The first film on the disc is Chamber Of Horrors. This 1966 horror film is an amalgam of the horror film trends of the mid-'60s and an illustration of how television had changed the horror genre. The movie starts with a "grave warning" - one that would make William Castle proud - that there will be scenes so terrifying that management has put visual and audible warning in place for the viewer. There is the Fear Flasher (a flashing red light around the screen) and the Horror Horn (a wailing siren) to warn you when to turn away and close your eyes.
This gimmick is actually pretty clever. The viewer is warned that it will go off at "four supreme fright points" during the film. One, that creates the suspense of waiting for the warnings. Two, the sound of the siren and the flashing red lights caused more stress for me than the "fright points" they were warning me about.
The movie, while American, is solidly based in the British tradition of horror films. The setting is turn-of-the-century Baltimore. But the foggy Baltimore of the movie would easily pass for London. The film starts with Jason Crevette (played wonderfully by Patrick O'Neal) forcing a reverend to marry him to a dead bride. Once turned in by the minister, Jason disappears and the police are at a stand still.

(Items from a data source)
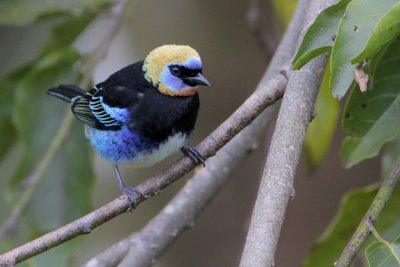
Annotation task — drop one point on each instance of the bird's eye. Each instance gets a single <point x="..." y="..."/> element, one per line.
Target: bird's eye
<point x="175" y="70"/>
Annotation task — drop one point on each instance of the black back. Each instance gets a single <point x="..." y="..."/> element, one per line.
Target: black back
<point x="152" y="114"/>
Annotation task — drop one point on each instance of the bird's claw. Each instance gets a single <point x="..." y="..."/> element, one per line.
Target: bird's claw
<point x="194" y="155"/>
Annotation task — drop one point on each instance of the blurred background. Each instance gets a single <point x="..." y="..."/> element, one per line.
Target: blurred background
<point x="234" y="61"/>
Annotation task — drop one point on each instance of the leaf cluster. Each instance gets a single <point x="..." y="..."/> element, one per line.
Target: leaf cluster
<point x="363" y="39"/>
<point x="25" y="122"/>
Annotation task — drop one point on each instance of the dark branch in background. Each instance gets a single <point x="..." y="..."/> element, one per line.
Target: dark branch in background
<point x="32" y="182"/>
<point x="264" y="26"/>
<point x="243" y="116"/>
<point x="152" y="241"/>
<point x="364" y="228"/>
<point x="276" y="186"/>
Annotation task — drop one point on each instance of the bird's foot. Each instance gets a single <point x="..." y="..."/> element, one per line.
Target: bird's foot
<point x="194" y="155"/>
<point x="133" y="194"/>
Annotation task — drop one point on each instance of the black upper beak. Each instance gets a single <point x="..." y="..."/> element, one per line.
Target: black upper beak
<point x="197" y="80"/>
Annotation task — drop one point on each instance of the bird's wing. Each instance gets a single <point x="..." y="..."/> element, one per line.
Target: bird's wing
<point x="95" y="111"/>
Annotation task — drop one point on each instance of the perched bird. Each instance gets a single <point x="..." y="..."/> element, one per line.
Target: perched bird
<point x="144" y="112"/>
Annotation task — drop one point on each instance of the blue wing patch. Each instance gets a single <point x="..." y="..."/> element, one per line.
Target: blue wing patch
<point x="92" y="110"/>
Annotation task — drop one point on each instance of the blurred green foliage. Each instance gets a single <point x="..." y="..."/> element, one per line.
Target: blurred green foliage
<point x="356" y="32"/>
<point x="383" y="254"/>
<point x="29" y="118"/>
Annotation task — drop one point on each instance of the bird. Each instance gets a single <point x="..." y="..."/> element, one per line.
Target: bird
<point x="143" y="112"/>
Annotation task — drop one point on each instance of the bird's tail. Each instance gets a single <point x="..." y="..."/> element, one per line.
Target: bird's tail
<point x="66" y="92"/>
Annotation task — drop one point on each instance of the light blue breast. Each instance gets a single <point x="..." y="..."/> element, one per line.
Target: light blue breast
<point x="120" y="146"/>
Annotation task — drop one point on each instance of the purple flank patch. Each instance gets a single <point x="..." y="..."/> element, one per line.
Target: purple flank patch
<point x="118" y="146"/>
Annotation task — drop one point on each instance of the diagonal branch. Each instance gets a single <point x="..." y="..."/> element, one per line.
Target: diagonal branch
<point x="276" y="186"/>
<point x="363" y="230"/>
<point x="153" y="240"/>
<point x="243" y="116"/>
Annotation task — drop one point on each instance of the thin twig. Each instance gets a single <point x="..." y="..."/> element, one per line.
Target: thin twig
<point x="363" y="230"/>
<point x="152" y="241"/>
<point x="276" y="187"/>
<point x="32" y="181"/>
<point x="243" y="116"/>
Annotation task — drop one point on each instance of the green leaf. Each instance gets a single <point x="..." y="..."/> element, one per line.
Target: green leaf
<point x="350" y="213"/>
<point x="322" y="128"/>
<point x="390" y="156"/>
<point x="384" y="33"/>
<point x="17" y="12"/>
<point x="360" y="19"/>
<point x="320" y="36"/>
<point x="284" y="9"/>
<point x="383" y="254"/>
<point x="372" y="119"/>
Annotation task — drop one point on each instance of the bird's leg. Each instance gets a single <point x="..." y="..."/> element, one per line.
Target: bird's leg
<point x="129" y="191"/>
<point x="193" y="154"/>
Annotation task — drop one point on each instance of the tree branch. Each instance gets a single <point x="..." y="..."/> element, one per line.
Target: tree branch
<point x="276" y="186"/>
<point x="32" y="182"/>
<point x="242" y="117"/>
<point x="364" y="228"/>
<point x="152" y="241"/>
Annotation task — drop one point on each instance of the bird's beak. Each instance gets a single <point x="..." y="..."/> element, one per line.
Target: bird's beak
<point x="197" y="80"/>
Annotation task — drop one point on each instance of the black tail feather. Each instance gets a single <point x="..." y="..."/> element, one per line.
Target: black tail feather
<point x="66" y="92"/>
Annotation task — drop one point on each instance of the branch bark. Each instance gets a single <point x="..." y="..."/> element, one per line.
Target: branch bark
<point x="152" y="241"/>
<point x="363" y="230"/>
<point x="276" y="186"/>
<point x="243" y="116"/>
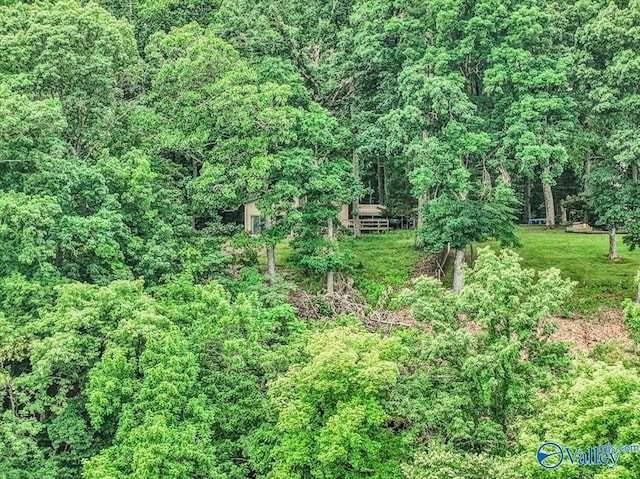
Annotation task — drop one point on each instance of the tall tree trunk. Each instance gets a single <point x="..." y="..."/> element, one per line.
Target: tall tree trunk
<point x="385" y="182"/>
<point x="271" y="254"/>
<point x="330" y="277"/>
<point x="587" y="172"/>
<point x="613" y="246"/>
<point x="194" y="175"/>
<point x="421" y="202"/>
<point x="357" y="232"/>
<point x="549" y="206"/>
<point x="458" y="279"/>
<point x="527" y="200"/>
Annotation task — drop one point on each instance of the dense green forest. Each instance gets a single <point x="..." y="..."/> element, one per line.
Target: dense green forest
<point x="145" y="334"/>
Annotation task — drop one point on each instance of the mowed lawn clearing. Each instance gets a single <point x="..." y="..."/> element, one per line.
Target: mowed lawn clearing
<point x="583" y="258"/>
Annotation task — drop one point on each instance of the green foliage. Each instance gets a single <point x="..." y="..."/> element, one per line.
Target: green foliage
<point x="477" y="384"/>
<point x="597" y="408"/>
<point x="331" y="420"/>
<point x="440" y="462"/>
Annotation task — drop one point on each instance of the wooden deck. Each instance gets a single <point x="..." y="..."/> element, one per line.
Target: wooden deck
<point x="378" y="225"/>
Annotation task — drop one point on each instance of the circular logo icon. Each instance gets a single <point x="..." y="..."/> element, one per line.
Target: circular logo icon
<point x="550" y="455"/>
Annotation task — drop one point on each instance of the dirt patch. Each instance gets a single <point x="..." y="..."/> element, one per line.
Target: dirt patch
<point x="585" y="333"/>
<point x="429" y="265"/>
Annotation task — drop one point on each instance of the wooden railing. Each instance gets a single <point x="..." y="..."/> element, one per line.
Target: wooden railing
<point x="377" y="225"/>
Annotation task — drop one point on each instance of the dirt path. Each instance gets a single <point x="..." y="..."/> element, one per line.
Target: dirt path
<point x="584" y="334"/>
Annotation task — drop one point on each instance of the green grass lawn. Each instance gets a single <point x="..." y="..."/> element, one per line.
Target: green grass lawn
<point x="583" y="258"/>
<point x="377" y="262"/>
<point x="381" y="261"/>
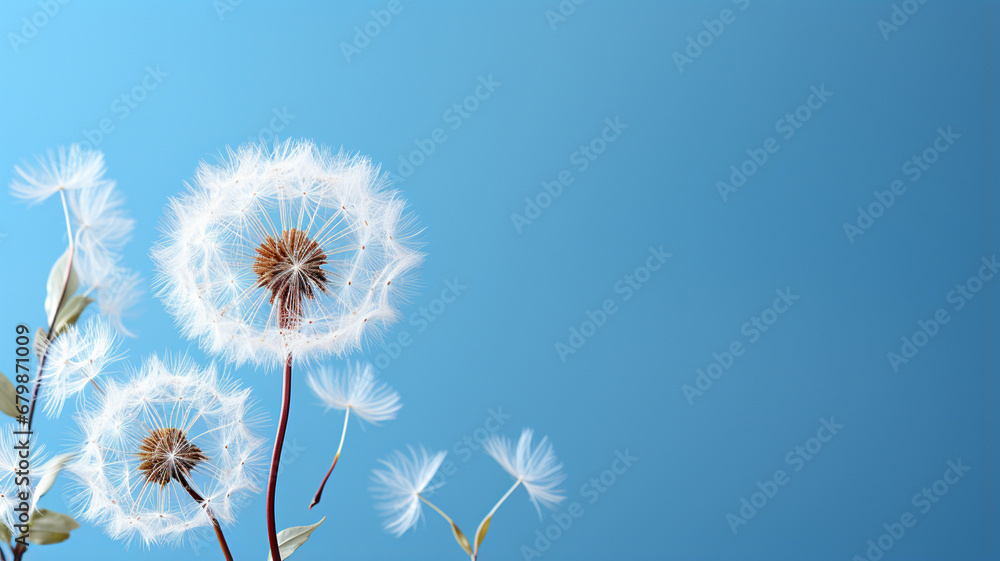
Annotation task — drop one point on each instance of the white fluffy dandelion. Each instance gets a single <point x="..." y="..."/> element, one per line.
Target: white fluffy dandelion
<point x="535" y="467"/>
<point x="68" y="169"/>
<point x="75" y="359"/>
<point x="171" y="450"/>
<point x="352" y="390"/>
<point x="401" y="485"/>
<point x="287" y="252"/>
<point x="290" y="250"/>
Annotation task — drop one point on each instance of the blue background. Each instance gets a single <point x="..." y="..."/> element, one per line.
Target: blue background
<point x="494" y="347"/>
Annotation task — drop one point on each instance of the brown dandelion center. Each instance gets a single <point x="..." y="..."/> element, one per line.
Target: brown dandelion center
<point x="167" y="454"/>
<point x="292" y="269"/>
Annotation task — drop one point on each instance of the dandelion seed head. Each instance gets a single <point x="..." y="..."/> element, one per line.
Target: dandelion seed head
<point x="170" y="422"/>
<point x="289" y="249"/>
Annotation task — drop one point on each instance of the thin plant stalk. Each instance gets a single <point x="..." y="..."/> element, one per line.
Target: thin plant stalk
<point x="215" y="522"/>
<point x="279" y="441"/>
<point x="489" y="516"/>
<point x="459" y="536"/>
<point x="52" y="325"/>
<point x="319" y="492"/>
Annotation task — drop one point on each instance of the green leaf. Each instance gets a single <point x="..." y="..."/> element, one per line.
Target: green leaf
<point x="8" y="397"/>
<point x="50" y="527"/>
<point x="481" y="532"/>
<point x="290" y="539"/>
<point x="70" y="313"/>
<point x="41" y="343"/>
<point x="45" y="538"/>
<point x="461" y="539"/>
<point x="50" y="470"/>
<point x="56" y="297"/>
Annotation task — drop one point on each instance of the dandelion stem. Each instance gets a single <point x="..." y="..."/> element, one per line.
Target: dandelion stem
<point x="336" y="456"/>
<point x="215" y="522"/>
<point x="279" y="441"/>
<point x="459" y="536"/>
<point x="52" y="324"/>
<point x="486" y="519"/>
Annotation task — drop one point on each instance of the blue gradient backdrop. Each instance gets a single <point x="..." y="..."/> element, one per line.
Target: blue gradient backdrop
<point x="282" y="66"/>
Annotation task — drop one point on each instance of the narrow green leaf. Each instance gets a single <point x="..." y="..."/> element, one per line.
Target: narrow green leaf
<point x="41" y="343"/>
<point x="49" y="527"/>
<point x="70" y="313"/>
<point x="56" y="297"/>
<point x="50" y="470"/>
<point x="290" y="539"/>
<point x="8" y="397"/>
<point x="41" y="537"/>
<point x="481" y="532"/>
<point x="46" y="520"/>
<point x="461" y="539"/>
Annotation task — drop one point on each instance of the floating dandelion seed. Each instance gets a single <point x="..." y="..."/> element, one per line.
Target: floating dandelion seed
<point x="68" y="169"/>
<point x="535" y="467"/>
<point x="353" y="390"/>
<point x="402" y="484"/>
<point x="75" y="359"/>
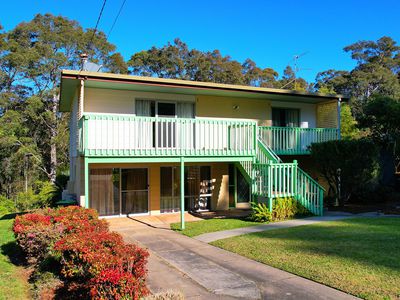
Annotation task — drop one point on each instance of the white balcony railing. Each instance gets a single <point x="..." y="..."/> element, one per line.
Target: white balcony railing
<point x="123" y="135"/>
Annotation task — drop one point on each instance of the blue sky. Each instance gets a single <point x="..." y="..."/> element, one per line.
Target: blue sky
<point x="269" y="32"/>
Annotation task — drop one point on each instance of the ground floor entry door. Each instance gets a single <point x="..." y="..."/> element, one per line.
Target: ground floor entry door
<point x="119" y="191"/>
<point x="134" y="191"/>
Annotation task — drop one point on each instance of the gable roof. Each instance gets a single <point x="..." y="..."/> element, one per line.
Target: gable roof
<point x="70" y="81"/>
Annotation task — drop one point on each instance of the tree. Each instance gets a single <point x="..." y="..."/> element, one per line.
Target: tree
<point x="381" y="119"/>
<point x="176" y="60"/>
<point x="32" y="56"/>
<point x="376" y="73"/>
<point x="357" y="161"/>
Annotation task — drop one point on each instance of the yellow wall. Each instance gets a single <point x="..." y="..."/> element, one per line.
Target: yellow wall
<point x="223" y="107"/>
<point x="327" y="116"/>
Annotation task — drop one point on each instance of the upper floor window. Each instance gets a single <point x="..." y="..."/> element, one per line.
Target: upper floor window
<point x="153" y="108"/>
<point x="285" y="117"/>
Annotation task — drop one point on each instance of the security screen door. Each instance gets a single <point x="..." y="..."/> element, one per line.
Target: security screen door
<point x="134" y="191"/>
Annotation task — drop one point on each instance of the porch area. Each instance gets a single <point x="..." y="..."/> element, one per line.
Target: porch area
<point x="119" y="135"/>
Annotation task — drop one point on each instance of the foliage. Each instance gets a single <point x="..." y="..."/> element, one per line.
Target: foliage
<point x="348" y="124"/>
<point x="6" y="206"/>
<point x="33" y="135"/>
<point x="260" y="213"/>
<point x="357" y="161"/>
<point x="41" y="194"/>
<point x="36" y="235"/>
<point x="176" y="60"/>
<point x="90" y="258"/>
<point x="13" y="283"/>
<point x="287" y="208"/>
<point x="376" y="73"/>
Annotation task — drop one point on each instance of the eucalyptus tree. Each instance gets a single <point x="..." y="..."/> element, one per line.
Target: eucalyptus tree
<point x="32" y="56"/>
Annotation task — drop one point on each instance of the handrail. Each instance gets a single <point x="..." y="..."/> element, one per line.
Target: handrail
<point x="267" y="152"/>
<point x="294" y="140"/>
<point x="311" y="179"/>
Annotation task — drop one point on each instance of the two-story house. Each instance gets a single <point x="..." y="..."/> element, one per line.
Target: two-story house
<point x="144" y="145"/>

§ DIRECTIONS FOR THIS TASK
In the review of Chamber Of Horrors, what is the Fear Flasher?

§ SOLUTION TO THE EXERCISE
A flashing red light around the screen.